> GIVEN EXERCISE: Convert the part of the data below that opens with the line containing "[point] fluorescent ceiling" and closes with the line containing "Target: fluorescent ceiling light" into a numbered list, leaving out any blank lines.

> THE INPUT:

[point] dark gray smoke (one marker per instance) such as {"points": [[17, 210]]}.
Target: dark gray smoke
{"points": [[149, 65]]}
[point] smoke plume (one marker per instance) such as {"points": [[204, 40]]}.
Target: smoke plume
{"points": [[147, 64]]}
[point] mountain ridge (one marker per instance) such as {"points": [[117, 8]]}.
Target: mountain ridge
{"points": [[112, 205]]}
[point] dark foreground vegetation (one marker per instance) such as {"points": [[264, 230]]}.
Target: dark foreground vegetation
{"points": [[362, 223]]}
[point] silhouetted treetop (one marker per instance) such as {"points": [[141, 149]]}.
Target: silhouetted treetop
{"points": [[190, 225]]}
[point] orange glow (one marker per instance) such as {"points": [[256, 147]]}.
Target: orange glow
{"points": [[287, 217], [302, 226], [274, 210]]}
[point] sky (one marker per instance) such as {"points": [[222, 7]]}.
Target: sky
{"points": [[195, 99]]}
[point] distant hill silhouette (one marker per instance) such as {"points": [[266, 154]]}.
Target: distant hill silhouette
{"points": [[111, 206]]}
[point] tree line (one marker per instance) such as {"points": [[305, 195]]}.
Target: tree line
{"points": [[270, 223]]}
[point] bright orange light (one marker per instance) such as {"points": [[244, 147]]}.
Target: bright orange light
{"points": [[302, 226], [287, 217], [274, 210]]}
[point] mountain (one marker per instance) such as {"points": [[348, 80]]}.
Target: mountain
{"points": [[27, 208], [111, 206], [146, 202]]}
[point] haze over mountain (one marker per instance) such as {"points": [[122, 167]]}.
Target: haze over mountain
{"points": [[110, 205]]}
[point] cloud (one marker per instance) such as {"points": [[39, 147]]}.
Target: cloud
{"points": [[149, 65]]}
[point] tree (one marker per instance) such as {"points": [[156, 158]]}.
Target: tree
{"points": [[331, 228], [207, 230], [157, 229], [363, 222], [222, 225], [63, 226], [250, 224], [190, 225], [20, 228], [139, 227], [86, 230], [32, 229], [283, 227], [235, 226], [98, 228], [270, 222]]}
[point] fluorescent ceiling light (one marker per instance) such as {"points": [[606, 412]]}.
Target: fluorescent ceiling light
---
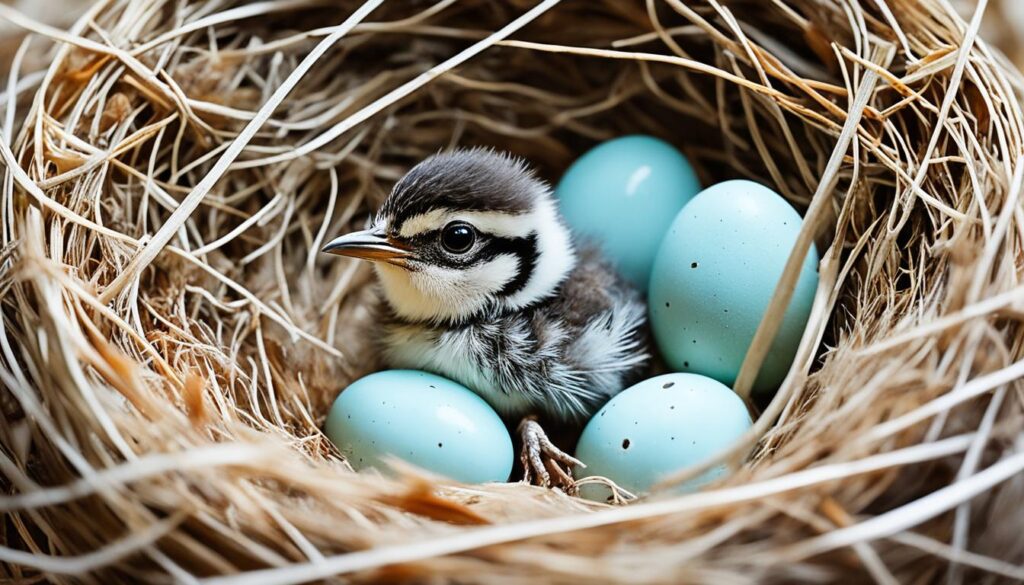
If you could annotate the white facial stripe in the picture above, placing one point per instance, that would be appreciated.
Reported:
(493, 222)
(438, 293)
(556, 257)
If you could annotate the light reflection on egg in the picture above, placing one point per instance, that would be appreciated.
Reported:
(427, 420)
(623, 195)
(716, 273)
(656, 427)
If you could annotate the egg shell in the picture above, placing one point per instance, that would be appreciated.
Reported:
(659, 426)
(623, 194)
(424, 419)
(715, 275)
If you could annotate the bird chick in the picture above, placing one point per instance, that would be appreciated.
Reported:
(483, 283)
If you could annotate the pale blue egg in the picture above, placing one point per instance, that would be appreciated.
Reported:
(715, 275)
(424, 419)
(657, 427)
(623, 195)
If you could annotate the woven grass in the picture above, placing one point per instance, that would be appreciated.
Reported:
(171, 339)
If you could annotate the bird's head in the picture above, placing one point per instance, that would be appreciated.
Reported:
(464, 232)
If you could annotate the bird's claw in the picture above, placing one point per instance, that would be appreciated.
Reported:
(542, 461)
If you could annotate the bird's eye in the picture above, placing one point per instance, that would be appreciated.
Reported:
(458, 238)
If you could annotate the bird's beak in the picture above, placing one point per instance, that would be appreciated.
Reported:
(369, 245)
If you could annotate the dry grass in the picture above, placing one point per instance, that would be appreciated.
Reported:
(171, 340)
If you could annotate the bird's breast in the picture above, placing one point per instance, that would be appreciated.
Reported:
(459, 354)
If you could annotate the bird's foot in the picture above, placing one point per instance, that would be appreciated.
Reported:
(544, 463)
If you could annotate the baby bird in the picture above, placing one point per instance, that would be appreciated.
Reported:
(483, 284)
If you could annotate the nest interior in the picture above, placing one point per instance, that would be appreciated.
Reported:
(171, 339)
==
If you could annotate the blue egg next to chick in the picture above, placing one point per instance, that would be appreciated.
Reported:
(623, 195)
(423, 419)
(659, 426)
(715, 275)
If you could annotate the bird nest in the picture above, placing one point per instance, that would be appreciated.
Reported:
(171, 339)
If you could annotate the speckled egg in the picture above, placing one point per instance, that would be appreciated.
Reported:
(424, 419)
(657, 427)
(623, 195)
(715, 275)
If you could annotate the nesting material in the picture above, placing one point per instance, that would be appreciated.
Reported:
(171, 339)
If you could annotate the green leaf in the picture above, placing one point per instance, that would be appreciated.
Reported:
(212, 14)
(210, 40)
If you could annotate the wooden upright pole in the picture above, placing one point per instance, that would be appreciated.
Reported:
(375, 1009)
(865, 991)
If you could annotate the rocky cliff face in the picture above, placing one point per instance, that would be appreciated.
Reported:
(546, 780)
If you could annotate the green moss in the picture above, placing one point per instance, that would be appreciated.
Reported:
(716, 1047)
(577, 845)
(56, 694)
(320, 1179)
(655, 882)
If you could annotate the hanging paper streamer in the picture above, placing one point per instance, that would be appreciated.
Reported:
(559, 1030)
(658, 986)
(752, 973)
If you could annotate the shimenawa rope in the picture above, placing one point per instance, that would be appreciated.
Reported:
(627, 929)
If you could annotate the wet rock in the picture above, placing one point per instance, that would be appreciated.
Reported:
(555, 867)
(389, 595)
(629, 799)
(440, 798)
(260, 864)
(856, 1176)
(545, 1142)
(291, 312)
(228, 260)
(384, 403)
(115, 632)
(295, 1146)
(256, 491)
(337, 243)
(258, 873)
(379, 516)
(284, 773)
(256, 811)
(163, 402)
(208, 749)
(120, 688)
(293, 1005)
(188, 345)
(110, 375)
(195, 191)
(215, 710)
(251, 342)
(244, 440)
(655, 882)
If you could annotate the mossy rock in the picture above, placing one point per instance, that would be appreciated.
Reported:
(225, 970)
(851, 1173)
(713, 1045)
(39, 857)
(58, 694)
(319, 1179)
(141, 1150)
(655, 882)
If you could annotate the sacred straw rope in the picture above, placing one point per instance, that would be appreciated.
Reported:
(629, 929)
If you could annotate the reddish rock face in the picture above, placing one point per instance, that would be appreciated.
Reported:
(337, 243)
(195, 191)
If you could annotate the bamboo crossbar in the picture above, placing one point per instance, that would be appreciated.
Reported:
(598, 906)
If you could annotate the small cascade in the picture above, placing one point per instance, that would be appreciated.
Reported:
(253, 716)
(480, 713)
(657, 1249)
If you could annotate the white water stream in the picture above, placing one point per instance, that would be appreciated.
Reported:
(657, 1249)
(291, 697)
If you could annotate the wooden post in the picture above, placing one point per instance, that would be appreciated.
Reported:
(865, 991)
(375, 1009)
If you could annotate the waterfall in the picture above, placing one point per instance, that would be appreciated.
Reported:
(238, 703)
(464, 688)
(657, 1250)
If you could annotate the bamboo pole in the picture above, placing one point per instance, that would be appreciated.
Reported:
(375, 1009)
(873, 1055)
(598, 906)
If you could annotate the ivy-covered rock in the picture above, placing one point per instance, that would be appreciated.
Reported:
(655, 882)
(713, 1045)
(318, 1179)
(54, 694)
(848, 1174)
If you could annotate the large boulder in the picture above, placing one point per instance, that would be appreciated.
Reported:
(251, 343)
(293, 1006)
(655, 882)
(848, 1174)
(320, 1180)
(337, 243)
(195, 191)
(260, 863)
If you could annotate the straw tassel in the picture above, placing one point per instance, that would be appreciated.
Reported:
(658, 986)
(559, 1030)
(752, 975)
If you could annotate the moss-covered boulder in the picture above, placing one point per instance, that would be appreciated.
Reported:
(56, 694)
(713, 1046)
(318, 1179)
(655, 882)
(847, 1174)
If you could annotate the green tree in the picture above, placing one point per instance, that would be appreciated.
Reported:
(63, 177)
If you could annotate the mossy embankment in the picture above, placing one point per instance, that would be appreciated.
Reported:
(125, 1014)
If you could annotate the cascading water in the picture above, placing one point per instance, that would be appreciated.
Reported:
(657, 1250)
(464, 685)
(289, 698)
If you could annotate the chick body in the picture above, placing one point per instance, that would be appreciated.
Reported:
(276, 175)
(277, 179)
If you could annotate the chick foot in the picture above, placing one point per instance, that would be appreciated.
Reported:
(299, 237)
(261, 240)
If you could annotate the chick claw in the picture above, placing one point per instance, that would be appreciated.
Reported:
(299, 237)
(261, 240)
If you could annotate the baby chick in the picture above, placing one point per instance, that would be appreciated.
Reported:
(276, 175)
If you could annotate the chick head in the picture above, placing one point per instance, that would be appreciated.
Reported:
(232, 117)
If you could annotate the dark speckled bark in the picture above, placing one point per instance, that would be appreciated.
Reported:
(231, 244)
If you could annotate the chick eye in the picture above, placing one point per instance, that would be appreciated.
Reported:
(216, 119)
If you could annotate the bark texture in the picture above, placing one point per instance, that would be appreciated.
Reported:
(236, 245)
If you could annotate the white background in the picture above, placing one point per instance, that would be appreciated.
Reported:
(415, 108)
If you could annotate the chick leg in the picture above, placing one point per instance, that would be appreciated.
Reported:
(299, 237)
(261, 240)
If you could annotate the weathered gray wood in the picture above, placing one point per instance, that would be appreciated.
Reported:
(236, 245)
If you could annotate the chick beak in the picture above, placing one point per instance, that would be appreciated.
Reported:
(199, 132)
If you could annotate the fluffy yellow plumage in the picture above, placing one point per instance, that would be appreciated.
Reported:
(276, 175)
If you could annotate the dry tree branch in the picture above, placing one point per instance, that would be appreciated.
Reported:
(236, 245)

> SOLUTION TO THIS TASK:
1. [point] fluorescent ceiling light (one marker per instance) such as {"points": [[606, 412]]}.
2. Target: fluorescent ceiling light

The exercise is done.